═══ Dataset content ═══

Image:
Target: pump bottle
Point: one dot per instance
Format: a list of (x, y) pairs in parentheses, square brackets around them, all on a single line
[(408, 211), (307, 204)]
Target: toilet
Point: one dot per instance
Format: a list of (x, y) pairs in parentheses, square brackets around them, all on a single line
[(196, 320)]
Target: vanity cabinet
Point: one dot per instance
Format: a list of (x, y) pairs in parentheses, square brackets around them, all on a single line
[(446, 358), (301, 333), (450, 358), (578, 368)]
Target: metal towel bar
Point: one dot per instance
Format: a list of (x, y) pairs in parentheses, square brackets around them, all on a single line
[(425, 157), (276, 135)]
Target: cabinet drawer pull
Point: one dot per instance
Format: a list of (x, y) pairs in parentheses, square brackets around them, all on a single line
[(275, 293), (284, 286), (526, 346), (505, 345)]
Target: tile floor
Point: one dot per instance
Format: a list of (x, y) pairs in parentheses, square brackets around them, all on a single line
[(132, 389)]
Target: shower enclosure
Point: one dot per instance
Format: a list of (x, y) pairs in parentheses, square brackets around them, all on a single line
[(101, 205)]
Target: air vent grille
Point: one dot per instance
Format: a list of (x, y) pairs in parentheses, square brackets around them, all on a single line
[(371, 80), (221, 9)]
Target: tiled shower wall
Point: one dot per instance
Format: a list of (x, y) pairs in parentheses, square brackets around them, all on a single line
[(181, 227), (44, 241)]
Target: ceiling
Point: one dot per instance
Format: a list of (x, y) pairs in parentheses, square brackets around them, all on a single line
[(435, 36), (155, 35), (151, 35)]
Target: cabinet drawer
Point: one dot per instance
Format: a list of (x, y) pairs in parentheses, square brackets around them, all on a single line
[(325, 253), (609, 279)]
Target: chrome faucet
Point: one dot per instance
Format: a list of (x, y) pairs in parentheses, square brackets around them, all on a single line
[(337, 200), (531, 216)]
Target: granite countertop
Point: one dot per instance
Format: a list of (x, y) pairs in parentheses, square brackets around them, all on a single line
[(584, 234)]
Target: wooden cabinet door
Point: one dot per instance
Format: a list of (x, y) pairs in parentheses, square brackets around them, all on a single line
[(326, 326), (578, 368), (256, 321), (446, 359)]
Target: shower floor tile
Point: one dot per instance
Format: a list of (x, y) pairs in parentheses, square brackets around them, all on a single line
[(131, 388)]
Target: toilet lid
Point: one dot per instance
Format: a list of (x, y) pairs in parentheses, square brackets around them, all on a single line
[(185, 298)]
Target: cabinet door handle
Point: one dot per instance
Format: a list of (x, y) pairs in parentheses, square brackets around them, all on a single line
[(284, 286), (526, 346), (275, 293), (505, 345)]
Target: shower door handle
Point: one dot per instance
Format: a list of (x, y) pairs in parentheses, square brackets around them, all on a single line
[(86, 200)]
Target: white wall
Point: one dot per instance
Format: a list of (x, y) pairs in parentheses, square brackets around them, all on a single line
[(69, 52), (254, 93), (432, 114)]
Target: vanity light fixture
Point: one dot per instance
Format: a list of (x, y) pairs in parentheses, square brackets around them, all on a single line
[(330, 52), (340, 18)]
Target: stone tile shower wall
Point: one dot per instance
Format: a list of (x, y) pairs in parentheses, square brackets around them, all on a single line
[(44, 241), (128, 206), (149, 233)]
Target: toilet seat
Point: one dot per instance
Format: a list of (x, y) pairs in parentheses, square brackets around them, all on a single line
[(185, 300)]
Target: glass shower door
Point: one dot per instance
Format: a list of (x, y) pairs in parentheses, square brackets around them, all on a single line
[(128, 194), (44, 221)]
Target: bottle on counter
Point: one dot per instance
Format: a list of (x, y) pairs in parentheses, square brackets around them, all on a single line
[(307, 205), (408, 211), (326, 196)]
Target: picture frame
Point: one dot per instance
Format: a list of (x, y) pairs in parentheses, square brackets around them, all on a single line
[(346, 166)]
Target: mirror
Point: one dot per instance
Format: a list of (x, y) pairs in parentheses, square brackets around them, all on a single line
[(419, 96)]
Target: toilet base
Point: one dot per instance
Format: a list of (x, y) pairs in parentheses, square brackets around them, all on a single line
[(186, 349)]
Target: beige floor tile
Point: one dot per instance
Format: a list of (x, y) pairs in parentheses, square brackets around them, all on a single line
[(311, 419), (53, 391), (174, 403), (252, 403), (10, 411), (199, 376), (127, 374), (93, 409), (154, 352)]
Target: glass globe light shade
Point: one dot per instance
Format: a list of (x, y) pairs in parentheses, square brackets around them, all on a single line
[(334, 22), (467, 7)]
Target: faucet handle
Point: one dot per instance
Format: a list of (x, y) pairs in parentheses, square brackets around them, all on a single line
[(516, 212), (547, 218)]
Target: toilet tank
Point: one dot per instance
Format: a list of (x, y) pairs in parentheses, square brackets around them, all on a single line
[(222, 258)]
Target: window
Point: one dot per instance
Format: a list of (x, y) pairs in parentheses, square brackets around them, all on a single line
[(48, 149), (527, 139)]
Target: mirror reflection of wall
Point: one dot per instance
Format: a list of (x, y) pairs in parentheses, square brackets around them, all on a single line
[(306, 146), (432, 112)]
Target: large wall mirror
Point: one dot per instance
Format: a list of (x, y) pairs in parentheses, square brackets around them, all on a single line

═══

Instructions for the task: Output the lines of the entries above as a numbered list, omitting any blank lines.

Correct answer:
1. Image:
2. Target: pump bottle
3. Point: one dot per instance
4. Format: a list of (x, y) pairs in parentheses, square brackets around them, all on a single line
5. [(408, 211), (307, 204)]
6. Target: toilet
7. Point: one dot per instance
8. Format: a list of (x, y) pairs in parentheses, square brackets around them, all on a single line
9. [(196, 320)]
10. Target: vanity cabinet
11. Point: one dot per instance
12. Format: a list of (x, y) pairs in parentheses, square brackets around them, all on a single line
13. [(446, 358), (301, 333), (450, 358), (578, 368)]
14. Target: metal towel bar
15. Point: one dot per instance
16. Format: a list of (x, y) pairs in parentheses, square brackets around them, all on a single line
17. [(425, 157), (276, 135)]
18. Target: cabinet drawer pull
19. Point: one dot per instance
20. Format: a list of (x, y) pairs in parentheses, square brackets around them, all on a single line
21. [(275, 293), (284, 286), (526, 346), (505, 345)]
22. Target: tile floor
23. Point: one dot per instance
24. Format: a list of (x, y) pairs in parentheses, square brackets around them, all on a single line
25. [(132, 389)]
26. Target: shower enclosure
27. Point: one dot per instance
28. Format: a list of (x, y) pairs in parentheses, square brackets around them, all on a single line
29. [(101, 205)]
30. Target: air vent grille
31. Point: one dot per instance
32. Format: a list of (x, y) pairs in parentheses, square brackets around them, all on a single line
33. [(371, 80), (221, 9)]
34. Target: tiled shower wall
35. Point: one dot per instance
36. Format: a list of (x, y) pairs in parentheses, square brackets around them, all on a single line
37. [(181, 227), (44, 241)]
38. Target: ceiling
39. Point: one dot per instance
40. Format: a list of (x, y) pairs in parentheses, square brackets around them, all on a single line
41. [(435, 36), (155, 35), (151, 35)]
42. Target: cabinet drawer
43. Point: one dot per instance
44. Format: a list of (x, y) pairs in parentheses, square brackets around them, all on a single line
45. [(325, 253), (609, 279)]
46. Target: chrome faucet
47. Point: one dot per instance
48. Format: a list of (x, y) pairs in parentheses, square brackets around them, all on a single line
49. [(337, 200), (531, 216)]
50. Target: granite countertop
51. Point: one dot per instance
52. Format: a list of (x, y) pairs in parentheses, square brackets around them, all on a single line
53. [(584, 234)]
54. Target: wooden cabinet door
55. Point: one dot per instance
56. Format: a list of (x, y) pairs in parentheses, square brackets around them, all on a single line
57. [(326, 326), (578, 368), (256, 321), (446, 359)]
58. Target: shower floor tile
59. Point: one dot per instance
60. Format: a list of (x, y) pairs in parentheses, square brackets around them, all on a single line
61. [(131, 388)]
62. Target: toilet lid
63. Point: one dot per instance
64. Format: a list of (x, y) pairs in parentheses, square brackets around them, all on a single line
65. [(185, 298)]
66. Target: cabinet door handle
67. Point: one dot per instance
68. Format: a list of (x, y) pairs in parentheses, square brackets around them, all on a single line
69. [(284, 286), (526, 346), (275, 293), (505, 345)]
70. Target: shower door handle
71. Point: one dot per instance
72. Format: a list of (x, y) pairs in parentheses, square brackets around them, all on a single line
73. [(86, 200)]
74. Target: white wall
75. Point: one dot per instance
76. Format: a list of (x, y) pairs in parentheses, square brackets around them, all on a single line
77. [(69, 52), (254, 93), (432, 114)]
78. Target: vanity light fixture
79. Point: one dot per instance
80. Format: a list of (x, y) pairs in parentheses, square brackets around them, all on a single line
81. [(330, 52), (340, 18)]
82. Target: stone tile shower wall
83. Point: one dot per instance
84. Format: a list of (x, y) pairs in parentheses, square brackets around them, all on a single line
85. [(44, 241), (128, 206), (149, 233)]
86. Target: toilet seat
87. Point: one dot per instance
88. Format: a list of (x, y) pairs in parentheses, square brackets around them, all on a single line
89. [(185, 300)]
90. Target: glass shower door
91. Point: one dot per instance
92. Format: a list of (x, y) pairs in parentheses, square brackets around them, all on a single line
93. [(128, 194), (44, 221)]
94. Target: bottle on counter
95. Point: one dot per instance
96. Format: a list of (x, y) pairs in parentheses, square brackets around them, all on a single line
97. [(307, 205), (408, 211), (326, 196)]
98. Target: picture frame
99. Point: one dot per instance
100. Format: a list of (x, y) pairs in parentheses, square brackets around them, all on a single line
101. [(346, 166)]
102. Target: mirror
103. Point: one dot per instance
104. Format: a list of (x, y) pairs in parentheses, square brackets around them, all on a single line
105. [(419, 96)]
106. Target: toilet base
107. Point: one dot per instance
108. Format: a list of (x, y) pairs in parentheses, square brackets around them, all on a single line
109. [(186, 349)]
110. Target: beige floor tile
111. Point: one dot per instance
112. Format: a list of (x, y) pairs in parentheses, square brackets around them, all on a single line
113. [(311, 419), (53, 391), (174, 403), (252, 403), (10, 411), (199, 376), (127, 374), (93, 409), (154, 352)]
114. Target: glass globe light shade
115. Point: one dot per instance
116. Format: a list of (x, y) pairs in parentheses, square brackets around them, all on a single line
117. [(334, 22), (467, 7)]
118. Target: faucet handle
119. Point: one dot per instance
120. Format: a list of (x, y) pairs in parentheses, square brackets around them, all on a single line
121. [(516, 212), (547, 218)]
122. Target: toilet tank
123. Point: one dot per instance
124. Format: a list of (x, y) pairs in parentheses, square brackets around them, all on a single line
125. [(222, 258)]
126. Target: window
127. Point: one dot per instance
128. Format: a list of (x, y) pairs in parentheses, square brackets around them, all on a single line
129. [(48, 149), (527, 139)]
130. Target: mirror reflection of wall
131. Point: one dot per instance
132. Format: a list of (x, y) pairs in parentheses, square brackets around them, all on a single line
133. [(306, 146), (432, 112)]
134. Target: large wall mirror
135. Point: one dot per instance
136. Format: a list of (x, y) pairs in parentheses, square brackets around them, all on a single line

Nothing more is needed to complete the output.